*** Opening Document extract ***

ESTRO 2025 - Abstract Book
S2955
Physics - Image acquisition and processing
ESTRO 2025
894
Proffered Paper CBCT-MOTUS: motion correction in CBCT imaging using gate-less model-based reconstruction of non-rigid motion and images Ethan Waterink 1 , Rodrigo José Santo 1 , Cornelis A. T. van den Berg 1 , Hugo W.A.M. de Jong 1,2 , Alessandro Sbrizzi 1 , Casper Beijst 1 1 Radiotherapy, UMC Utrecht, Utrecht, Netherlands. 2 Radiology, UMC Utrecht, Utrecht, Netherlands Purpose/Objective: Cone beam computed tomography (CBCT) plays a crucial role in verifying patient positioning during radiotherapy. However, CBCT images are often blurred by motion such as breathing, bowel motion and/or repositioning. Conventional methods employ gating techniques to mitigate motion artifacts by assuming periodicity which is restricted to respiratory motion. However, this does not solve irregular, a-periodic motion [1]. We present a novel method for gate-less joint reconstruction of motion and images, thereby estimating and correcting for all non-rigid motion at high temporal frequency (182ms). Material/Methods: To this end, we have developed a framework (Figure 1) for gate-less joint non-rigid motion estimation and image correction (CBCT-MOTUS) from reference images and projection data, to estimate irregular and periodic 3D motion. Starting from a non-corrected motion-blurred image reconstruction, we perform the reconstruction process by alternating between motion estimation and correction. Motion estimation is performed directly in projection space by comparing acquired projections to simulated projections that take motion-fields into account. The optimization process benefits from assumptions and specific requirements including (i) compressing the motion-fields using B spline parameterization to reduce the number of parameters to estimate, (ii) exploiting spatiotemporal correlation of motion using a low-rank motion model [2], and (iii) enforcing smoothness using spatial regularization to include a priori knowledge on motion-fields. High temporal resolution (182 ms for this scanner) is achieved as motion-fields are estimated for each acquired gantry angle. It is validated in-silico and on phantom acquisitions, and applied on clinical acquisitions.
Results: The framework can estimate and correct irregular and periodic motion with high temporal resolution (182 ms), as shown in in-silico simulations, phantom acquisitions and clinical data, most notably for patient 1's irregular breathing (Figure 2). The motion-corrected reconstructed images show improved image features for all experiments, such as deblurring. Interfaces regain their sharpness, and patient 2's tumor is more clearly defined.

*** Closing Document extract ***

Summarize the CBCT-MOTUS abstract in two sentences. The listing comes from a separate source, unrelated to the abstract.

*** Opening Entries provided ***

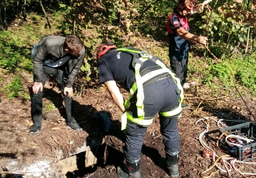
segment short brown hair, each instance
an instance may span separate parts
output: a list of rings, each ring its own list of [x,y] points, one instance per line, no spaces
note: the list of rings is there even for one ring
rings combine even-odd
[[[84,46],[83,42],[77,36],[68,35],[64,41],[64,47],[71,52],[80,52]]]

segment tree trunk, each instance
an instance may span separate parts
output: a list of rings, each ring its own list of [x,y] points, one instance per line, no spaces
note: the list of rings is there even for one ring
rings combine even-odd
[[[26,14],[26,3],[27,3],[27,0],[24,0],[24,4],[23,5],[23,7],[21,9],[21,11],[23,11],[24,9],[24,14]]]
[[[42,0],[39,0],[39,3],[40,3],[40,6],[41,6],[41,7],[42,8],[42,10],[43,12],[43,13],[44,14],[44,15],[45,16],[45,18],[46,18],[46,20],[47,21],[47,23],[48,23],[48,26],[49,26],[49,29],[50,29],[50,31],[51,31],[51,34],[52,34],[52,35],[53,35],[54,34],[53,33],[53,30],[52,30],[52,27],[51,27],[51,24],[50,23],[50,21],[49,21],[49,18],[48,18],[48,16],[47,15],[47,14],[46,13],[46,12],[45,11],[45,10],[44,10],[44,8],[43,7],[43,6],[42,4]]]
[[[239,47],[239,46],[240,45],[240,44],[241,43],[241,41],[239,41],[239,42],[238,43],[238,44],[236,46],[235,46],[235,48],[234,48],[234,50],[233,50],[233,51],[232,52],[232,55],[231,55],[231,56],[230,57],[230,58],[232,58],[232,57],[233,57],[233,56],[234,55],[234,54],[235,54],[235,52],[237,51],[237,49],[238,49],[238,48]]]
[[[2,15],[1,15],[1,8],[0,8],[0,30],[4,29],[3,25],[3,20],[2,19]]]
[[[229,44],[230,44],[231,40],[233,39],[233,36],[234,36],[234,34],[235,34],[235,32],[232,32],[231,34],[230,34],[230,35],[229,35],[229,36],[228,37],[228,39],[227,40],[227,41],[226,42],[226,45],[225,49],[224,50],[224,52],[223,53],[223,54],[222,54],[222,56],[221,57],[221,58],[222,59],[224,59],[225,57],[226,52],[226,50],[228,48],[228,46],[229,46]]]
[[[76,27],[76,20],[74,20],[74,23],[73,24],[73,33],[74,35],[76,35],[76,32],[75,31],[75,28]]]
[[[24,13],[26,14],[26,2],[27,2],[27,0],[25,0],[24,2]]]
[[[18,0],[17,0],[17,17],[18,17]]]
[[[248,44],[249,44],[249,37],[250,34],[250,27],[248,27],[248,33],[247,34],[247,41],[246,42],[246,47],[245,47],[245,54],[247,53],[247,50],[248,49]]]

*** Closing Entries provided ***
*** Opening Entries provided ***

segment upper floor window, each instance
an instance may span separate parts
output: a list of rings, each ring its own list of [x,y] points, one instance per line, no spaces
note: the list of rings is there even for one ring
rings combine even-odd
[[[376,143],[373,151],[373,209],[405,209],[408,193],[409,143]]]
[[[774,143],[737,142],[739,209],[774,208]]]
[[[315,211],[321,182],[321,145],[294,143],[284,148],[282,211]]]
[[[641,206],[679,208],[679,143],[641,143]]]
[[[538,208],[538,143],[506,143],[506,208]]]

*** Closing Entries provided ***
*** Opening Entries provided ***

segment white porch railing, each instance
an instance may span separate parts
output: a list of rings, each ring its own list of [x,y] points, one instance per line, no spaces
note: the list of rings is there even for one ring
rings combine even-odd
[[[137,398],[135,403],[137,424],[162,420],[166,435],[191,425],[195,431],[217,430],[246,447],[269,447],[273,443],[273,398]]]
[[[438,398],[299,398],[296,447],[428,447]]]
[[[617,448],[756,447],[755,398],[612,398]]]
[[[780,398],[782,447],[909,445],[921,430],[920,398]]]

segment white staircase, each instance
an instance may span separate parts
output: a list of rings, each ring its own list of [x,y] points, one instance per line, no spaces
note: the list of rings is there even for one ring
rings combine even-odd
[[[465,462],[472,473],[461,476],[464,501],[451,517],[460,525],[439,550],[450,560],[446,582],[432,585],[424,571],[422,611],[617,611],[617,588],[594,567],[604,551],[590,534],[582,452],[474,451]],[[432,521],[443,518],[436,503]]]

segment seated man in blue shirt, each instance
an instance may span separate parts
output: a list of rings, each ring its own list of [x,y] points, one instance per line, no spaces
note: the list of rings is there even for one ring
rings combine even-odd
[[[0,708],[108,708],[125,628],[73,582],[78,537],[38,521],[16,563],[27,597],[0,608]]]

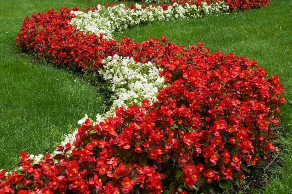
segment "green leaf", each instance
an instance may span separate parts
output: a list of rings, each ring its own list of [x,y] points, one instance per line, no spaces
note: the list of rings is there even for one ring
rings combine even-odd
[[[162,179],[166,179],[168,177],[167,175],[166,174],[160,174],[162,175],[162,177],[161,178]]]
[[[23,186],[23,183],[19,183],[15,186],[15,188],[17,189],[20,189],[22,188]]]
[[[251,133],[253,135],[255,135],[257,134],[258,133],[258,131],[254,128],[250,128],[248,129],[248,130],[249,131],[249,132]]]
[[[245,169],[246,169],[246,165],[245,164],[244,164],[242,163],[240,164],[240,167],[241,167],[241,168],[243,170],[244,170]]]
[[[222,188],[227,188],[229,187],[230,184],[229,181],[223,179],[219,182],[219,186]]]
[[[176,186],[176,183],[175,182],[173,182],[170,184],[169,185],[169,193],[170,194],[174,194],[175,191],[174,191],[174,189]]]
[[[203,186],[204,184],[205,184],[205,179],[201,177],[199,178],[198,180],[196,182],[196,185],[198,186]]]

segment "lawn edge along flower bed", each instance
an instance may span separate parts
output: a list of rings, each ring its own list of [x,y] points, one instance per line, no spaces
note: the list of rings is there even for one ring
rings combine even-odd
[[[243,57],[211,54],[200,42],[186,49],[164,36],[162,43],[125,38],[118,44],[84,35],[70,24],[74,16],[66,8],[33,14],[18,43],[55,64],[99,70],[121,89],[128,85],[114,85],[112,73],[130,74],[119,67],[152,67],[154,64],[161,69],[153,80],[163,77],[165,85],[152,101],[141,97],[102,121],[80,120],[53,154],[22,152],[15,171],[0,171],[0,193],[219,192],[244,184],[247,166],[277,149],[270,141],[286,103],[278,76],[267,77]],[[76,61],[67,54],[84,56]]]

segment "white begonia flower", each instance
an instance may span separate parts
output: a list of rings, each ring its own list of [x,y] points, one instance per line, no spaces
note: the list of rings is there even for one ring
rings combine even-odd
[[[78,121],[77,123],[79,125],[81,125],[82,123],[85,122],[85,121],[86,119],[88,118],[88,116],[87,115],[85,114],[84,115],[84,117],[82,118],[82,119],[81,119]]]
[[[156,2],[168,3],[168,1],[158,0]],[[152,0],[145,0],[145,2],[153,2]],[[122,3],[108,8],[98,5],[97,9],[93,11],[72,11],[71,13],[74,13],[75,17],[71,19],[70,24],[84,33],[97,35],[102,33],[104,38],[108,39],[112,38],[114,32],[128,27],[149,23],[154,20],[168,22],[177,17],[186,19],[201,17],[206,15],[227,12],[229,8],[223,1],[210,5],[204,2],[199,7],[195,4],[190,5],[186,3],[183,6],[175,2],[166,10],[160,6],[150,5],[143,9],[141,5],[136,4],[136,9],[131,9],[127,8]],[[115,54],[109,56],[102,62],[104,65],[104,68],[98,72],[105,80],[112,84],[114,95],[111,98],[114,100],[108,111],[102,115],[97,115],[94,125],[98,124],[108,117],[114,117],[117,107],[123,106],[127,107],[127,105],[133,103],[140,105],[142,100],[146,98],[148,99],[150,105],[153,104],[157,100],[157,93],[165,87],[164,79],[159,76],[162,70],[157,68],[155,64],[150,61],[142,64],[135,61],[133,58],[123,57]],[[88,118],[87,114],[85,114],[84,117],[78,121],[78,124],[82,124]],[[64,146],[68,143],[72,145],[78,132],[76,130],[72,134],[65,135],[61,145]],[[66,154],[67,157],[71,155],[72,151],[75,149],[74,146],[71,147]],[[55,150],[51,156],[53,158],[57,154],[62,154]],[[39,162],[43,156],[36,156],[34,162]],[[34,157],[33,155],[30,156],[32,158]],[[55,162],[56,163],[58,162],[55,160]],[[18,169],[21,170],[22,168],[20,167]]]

*** Closing Entries provided ***

Solution below: CBCT-MOTUS is a gate-less method that jointly estimates non-rigid motion and reconstructs images from reference images and projection data, alternating between motion estimation in projection space and correction to handle both irregular and periodic 3D motion at a temporal resolution of 182 ms. It was validated in-silico and on phantom acquisitions and applied to clinical acquisitions, and its motion-corrected images showed improved features such as deblurring, sharper interfaces and a more clearly defined tumor for patient 2.